Short problem 1>
List every item that appears inside double quotation marks in the email thread below.

Passage>
--

Re: XFS crash consistency bug : Loss of fsynced metadata operation

Dave Chinner <david@xxxxxxxxxxxxx> · Sat, 17 Mar 2018 14:16:26 +1100

On Fri, Mar 16, 2018 at 06:45:16AM +0100, Lukas Czerner wrote:
> On Fri, Mar 16, 2018 at 11:19:55AM +1100, Dave Chinner wrote:
> > On Thu, Mar 15, 2018 at 11:32:07AM +0100, Lukas Czerner wrote:
> > > 
> > > And where the "cdcd" data is comming from ? Not from the
> > > 
> > > "pwrite -S 1 0 64k"
> > > 
> > > that's producing "0101".
> > 
> > Ah, too much context switching. Makes me look like the village
> > idiot...
> 
> that's how I was looking the past 4 emails ;)
> 
> Anyway good that we finally understand each other. I think it'd be worth
> fixing the generic/042 to check for the actuall stale data not just
> expecting the file to be empty as it still can do some good.

--

Data provided>
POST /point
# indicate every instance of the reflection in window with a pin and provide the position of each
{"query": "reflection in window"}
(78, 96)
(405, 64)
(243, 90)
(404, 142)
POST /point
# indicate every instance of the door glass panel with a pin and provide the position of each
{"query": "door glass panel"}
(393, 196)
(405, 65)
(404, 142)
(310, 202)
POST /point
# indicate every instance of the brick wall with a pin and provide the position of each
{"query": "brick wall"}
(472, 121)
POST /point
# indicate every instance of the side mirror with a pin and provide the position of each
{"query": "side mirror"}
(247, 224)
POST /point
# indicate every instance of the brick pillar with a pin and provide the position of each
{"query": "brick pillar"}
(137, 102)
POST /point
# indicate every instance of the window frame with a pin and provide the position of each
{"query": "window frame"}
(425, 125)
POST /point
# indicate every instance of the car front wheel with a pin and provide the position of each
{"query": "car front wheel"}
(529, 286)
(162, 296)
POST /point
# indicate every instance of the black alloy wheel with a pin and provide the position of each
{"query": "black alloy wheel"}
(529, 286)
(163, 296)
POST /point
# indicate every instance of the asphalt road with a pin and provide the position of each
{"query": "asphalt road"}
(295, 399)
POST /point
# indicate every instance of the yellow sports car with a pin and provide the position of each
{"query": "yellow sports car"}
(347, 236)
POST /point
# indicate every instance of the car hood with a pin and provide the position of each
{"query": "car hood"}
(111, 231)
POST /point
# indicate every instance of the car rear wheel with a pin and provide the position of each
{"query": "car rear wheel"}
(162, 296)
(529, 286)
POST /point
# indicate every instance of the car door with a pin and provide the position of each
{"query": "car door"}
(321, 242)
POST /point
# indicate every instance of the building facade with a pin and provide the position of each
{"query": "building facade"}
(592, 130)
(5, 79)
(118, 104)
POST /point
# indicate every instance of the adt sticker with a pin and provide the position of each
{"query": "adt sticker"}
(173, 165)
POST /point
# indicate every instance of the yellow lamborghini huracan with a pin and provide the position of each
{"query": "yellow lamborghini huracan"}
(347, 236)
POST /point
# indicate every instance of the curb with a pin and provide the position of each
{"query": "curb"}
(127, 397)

--

Short problem 2>
Show each line of the records above that contains the word "pillar", copying the lines in full.

Complete answer 1>
"cdcd", "pwrite -S 1 0 64k", "0101"

Complete answer 2>
# indicate every instance of the brick pillar with a pin and provide the position of each
{"query": "brick pillar"}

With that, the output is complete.